● **DESCRIPTION OF THE TASK**
Copy each line of the data that has "below" in it.

● **INFORMATION**
______
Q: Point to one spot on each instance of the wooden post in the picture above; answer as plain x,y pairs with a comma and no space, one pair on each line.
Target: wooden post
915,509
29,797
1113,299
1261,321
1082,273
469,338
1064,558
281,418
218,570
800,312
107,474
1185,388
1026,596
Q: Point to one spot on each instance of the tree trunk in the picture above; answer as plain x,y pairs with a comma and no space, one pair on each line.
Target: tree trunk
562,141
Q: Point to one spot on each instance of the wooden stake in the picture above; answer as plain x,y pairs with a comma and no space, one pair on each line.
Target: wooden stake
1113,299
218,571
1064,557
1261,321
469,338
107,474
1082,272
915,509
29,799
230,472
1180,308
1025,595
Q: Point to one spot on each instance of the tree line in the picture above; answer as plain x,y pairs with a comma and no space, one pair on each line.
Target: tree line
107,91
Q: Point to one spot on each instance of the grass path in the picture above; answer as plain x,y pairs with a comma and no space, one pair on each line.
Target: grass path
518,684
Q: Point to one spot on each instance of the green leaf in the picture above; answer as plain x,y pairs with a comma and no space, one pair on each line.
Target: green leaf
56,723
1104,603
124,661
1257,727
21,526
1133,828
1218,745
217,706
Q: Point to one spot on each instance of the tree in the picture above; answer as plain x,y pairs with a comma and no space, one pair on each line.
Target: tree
______
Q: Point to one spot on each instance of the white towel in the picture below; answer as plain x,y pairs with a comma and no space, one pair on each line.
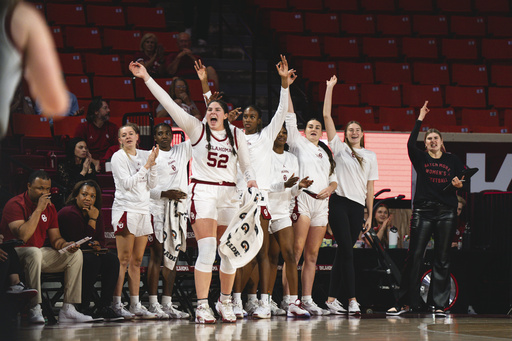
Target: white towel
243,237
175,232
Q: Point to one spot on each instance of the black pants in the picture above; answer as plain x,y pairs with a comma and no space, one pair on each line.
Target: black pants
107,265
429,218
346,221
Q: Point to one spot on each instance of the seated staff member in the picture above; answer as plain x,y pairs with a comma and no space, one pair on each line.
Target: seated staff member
______
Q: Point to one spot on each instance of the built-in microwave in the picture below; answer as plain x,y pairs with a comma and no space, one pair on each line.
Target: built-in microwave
______
● **RESULT FOR THIS TASK**
Q: Point to one spot on each instance of the white towel in the picture below; answer as plain x,y pairs with a comma and no space, one pair on each line.
Q: Point to one spot on each instance of the built-in microwave in the picture below; answer as plain x,y pairs with a comma and no space, one pair on each line.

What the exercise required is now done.